= Given problem A =
Scale the part of the listing below that opens with the line containing "Target: green grass lawn" and runs through the end of the listing. Give those lines again with their requests, multiply every point coordinate in the answers by 0.45, round each to a whole number (halves round up), and leave the pictures out.

= Document =
Jessica Valenti's newest book, The Purity Myth, was released last month. Unfortunately, it took us until this week to get around to giving it the attention it deserves.
In the new release, Valenti, the founder of Feministing.com and the author of three - yes, three - other books, tackles what she terms the "myth" of female purity and virginity. It's a big topic, encompassing not only the aforementioned issues, but abortion rights, sexual assault, and raunch culture, so I felt a straight book review might not suffice. A Q&A - conducted via email this week and last - appears below.
Q: I was somewhat surprised to find that much of the book focused on "traditional" issues of concern to feminists and progressives - the epidemic of rape and victim-blaming, anti-feminist and anti-choice activism and policy, the "porn"/"raunch" culture and sexualization of young girls - in a book about the idea of female purity. In fact, I got the distinct sense that you broached these other issues as a way of introducing them to readers who might not be familiar with them or the ways in which contemporary feminist thinkers approach them; the book felt, at times, like a crash course in Feminism 101 (or should I say, Feminism 2009). I don't mean to suggest that concern over female virginity and purity isn't linked to these issues, but I wonder if, in your mind, a conversation about ideas of virginity/purity wasn't a convenient, fresh way to introduce the broader concerns among feminists to people unfamiliar with them?

= Given problem B =
Could you set down word for word the part of the interview above that opens with the words "In the new release, Valenti, the" and closes with "- appears below."?

= Dataset content =
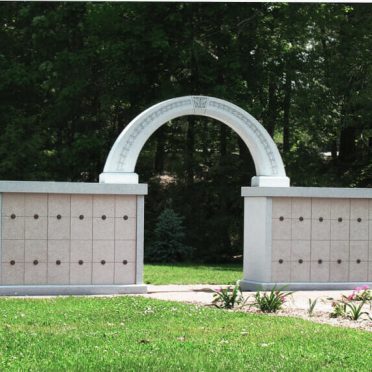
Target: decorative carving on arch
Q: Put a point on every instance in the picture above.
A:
(122, 159)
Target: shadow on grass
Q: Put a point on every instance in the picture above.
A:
(217, 267)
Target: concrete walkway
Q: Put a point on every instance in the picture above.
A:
(203, 294)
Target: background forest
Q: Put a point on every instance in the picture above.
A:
(73, 75)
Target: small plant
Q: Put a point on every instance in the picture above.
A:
(271, 302)
(228, 298)
(312, 304)
(339, 309)
(356, 310)
(362, 293)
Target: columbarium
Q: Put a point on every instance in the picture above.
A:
(87, 238)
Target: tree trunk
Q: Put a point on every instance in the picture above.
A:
(272, 106)
(160, 150)
(223, 142)
(347, 143)
(286, 108)
(189, 153)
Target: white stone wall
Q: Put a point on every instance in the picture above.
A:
(68, 239)
(321, 240)
(307, 238)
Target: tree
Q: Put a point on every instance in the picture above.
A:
(168, 241)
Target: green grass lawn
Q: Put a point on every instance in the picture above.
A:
(138, 334)
(192, 274)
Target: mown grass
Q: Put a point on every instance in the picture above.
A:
(139, 334)
(192, 273)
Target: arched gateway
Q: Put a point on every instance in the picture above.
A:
(122, 159)
(87, 238)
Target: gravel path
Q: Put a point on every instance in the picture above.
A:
(296, 306)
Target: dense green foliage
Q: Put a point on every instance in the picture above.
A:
(138, 334)
(192, 273)
(168, 244)
(72, 75)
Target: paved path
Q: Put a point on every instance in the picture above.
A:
(203, 294)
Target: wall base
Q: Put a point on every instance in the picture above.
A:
(52, 290)
(248, 285)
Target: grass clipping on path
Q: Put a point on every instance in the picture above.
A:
(139, 334)
(192, 274)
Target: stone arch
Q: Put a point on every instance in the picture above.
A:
(122, 159)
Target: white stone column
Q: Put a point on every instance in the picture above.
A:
(140, 238)
(257, 242)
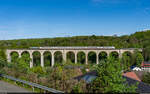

= Problem solution A =
Target: green grass lawn
Q: Put a point on every instance in the picture above.
A:
(62, 150)
(86, 123)
Target: mown grass
Q: Put a point on every instance in the picture above.
A:
(63, 150)
(86, 123)
Target: arched gateway
Q: Put a point on every instance in the picture above.
A:
(55, 72)
(39, 107)
Target: gravel path
Q: Put a point on every instance in the picture above.
A:
(133, 138)
Target: dense green foliage
Q: Put a point on every instance in the picture above.
A:
(62, 150)
(86, 123)
(76, 110)
(32, 34)
Target: paved path
Q: Put a point on every instance in the picture above.
A:
(91, 132)
Target: wall base
Q: Put a point on every instance in the picture above.
A:
(23, 131)
(112, 128)
Target: grass clipping on path
Q: Put a point on every instance in the picture above.
A:
(63, 150)
(86, 123)
Target: stone arch
Q: Put a point on every instance in the picture above.
A:
(55, 72)
Target: white stone column
Q: Put a point on every instance in the picture above.
A:
(63, 107)
(116, 109)

= Problem solution B =
In the new release, Valenti, the founder of Feministing.com and the author of three - yes, three - other books, tackles what she terms the "myth" of female purity and virginity. It's a big topic, encompassing not only the aforementioned issues, but abortion rights, sexual assault, and raunch culture, so I felt a straight book review might not suffice. A Q&A - conducted via email this week and last - appears below.